## Problem
Set down every entry word for word. Omit the pictures.

━━━━━━━━━━━━━━━━━━━━━━━━━━━━━━

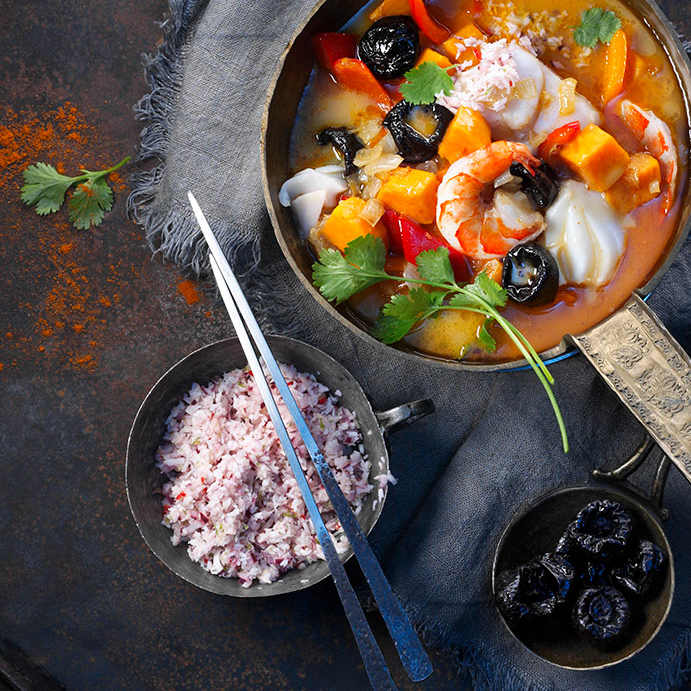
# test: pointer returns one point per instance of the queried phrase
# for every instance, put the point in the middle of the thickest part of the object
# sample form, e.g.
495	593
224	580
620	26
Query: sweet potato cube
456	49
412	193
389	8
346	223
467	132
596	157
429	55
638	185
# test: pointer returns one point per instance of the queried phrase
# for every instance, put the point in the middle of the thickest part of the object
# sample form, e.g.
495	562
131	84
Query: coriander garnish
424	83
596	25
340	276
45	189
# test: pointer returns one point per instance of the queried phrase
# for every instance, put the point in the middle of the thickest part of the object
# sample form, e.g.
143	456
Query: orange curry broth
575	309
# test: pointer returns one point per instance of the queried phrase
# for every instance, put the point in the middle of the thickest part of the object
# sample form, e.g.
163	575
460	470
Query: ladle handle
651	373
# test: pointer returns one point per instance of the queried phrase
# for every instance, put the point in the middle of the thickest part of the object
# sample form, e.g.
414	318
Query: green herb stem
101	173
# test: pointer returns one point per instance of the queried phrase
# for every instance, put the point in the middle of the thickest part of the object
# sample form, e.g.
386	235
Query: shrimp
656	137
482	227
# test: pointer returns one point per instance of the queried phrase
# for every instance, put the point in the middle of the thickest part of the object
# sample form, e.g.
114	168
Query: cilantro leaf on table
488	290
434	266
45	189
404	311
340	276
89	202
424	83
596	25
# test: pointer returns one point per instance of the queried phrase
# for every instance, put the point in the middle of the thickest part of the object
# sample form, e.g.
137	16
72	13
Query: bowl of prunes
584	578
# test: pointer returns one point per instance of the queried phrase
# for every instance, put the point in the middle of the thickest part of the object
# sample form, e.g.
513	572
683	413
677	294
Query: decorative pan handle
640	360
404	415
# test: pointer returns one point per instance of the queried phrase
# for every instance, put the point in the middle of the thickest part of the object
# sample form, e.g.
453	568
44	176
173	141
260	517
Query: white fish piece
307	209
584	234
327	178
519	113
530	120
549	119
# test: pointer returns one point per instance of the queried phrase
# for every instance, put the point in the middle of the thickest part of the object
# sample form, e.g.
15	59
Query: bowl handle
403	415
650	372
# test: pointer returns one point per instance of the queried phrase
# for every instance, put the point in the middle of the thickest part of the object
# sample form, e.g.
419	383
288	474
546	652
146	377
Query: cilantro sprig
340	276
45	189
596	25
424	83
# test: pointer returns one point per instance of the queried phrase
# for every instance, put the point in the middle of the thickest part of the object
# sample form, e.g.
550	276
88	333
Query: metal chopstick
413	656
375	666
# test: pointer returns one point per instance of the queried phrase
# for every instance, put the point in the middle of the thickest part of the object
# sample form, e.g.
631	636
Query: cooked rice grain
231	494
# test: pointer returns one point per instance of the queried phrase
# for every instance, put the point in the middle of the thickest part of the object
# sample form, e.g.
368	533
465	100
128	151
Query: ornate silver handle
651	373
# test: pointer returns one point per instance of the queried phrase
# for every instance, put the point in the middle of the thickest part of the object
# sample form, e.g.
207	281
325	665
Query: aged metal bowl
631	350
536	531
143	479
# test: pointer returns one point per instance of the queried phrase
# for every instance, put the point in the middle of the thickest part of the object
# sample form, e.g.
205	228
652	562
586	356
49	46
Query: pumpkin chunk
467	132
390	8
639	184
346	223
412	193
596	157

━━━━━━━━━━━━━━━━━━━━━━━━━━━━━━

## Task response
# test: pointer returns one point per instance of the queried phrase
# for every instance, put the point in the middle of the thickest part of the object
# sample form, e.g.
495	593
224	580
620	26
Query: sweet potato cube
456	49
412	193
389	8
346	223
467	132
596	157
429	55
638	185
# test: pointer returns one point per instance of the queried phrase
# for every instance, put the point in the middle of the thickest part of the object
# sample form, e.g.
495	562
131	84
Query: coriander garnish
424	83
596	25
340	276
45	189
# test: pointer returns one point per instance of the queried phrase
# for every instance, put the point in the middle of the thickest part of the object
# sample form, e.g.
143	456
Query: orange curry broth
575	309
# test: pointer returns one point per instance of the queried phrase
# for every instance, put the point in the middle of the thickest part of the object
# sample form, e.g.
163	575
460	470
Query: ladle handle
651	373
# test: pointer returns one point per instance of the queried phrase
# for every instance, put the point in the middle of the thickest part of the object
# sample form, e.g.
414	318
Query: green herb stem
101	173
# test: pointer returns one point per instance of the queried phrase
# for every instance, put the point in the middle of the thickest part of the object
# sample form, e.g.
386	235
Query: shrimp
656	137
482	227
# test: pointer returns one point per instance of the queried phrase
# for every instance, put the point in the middle of the thickest part of the object
# sample form, e.g.
114	168
Query: cilantro leaf on table
488	290
434	266
45	189
404	311
340	276
89	202
424	83
596	25
# test: pointer returns one point per instance of the queried phrase
# for every instance, put the point in the middle of the thickest part of the object
# sample form, e.g.
137	16
72	13
Query: bowl of prunes
584	578
# test: pointer returns one point per instance of the queried phrase
# for every instance, put the point in the middle of the thickest part of the object
# sample form, e.g.
513	572
683	413
677	294
Query: decorative pan handle
640	360
404	415
# test: pointer returns one point per instance of the queried phrase
# for every instance, put the point in the middle of the thickest part of the object
# sample form, e.g.
453	568
44	176
173	141
260	517
Query: white fish piece
307	209
584	234
327	178
519	113
530	120
549	119
# test: pointer returns one point per instance of the queried phrase
# for every instance, put the point in the middle of the thickest part of the object
# sample form, e.g.
15	59
Query: bowl handle
403	415
650	372
# test: pointer returns one point per instance of the queried phrase
# for every instance, put the point in the middle of the thickest part of the object
# sample form, e.g.
419	383
288	474
546	652
146	377
Query: cilantro sprig
340	276
45	189
596	25
424	83
# test: pointer returns one point per instance of the queried phrase
# for every instance, put the point in the middle of the thickest part of the object
# sample form, e.g.
550	276
88	333
Query: metal chopstick
413	656
375	666
# test: pointer returns one point per instance of the queried phrase
# for every instance, put the point in the middle of the thickest part of the object
# sample form, e.g.
631	636
Query: cooked rice grain
231	494
# test: pointer returns one point per instance of the queried phrase
# for every instance, put the point in the middle of the thickest part of the object
# sample form, e.g.
368	533
465	100
128	151
Query: ornate silver handle
651	373
# test: pointer returns one point per instance of the queried phrase
# for every instance, put the point in the middle of the thickest part of the object
# sample form, e.g.
207	281
325	665
Query: aged metal bowl
631	350
536	531
143	479
# test: pointer returns one point per instance of the queried phrase
# for every instance, put the point in the middle of the thickest part of the object
# sample form, e.g.
205	228
652	562
586	356
49	46
Query: pumpkin chunk
467	132
390	8
639	184
346	223
412	193
596	157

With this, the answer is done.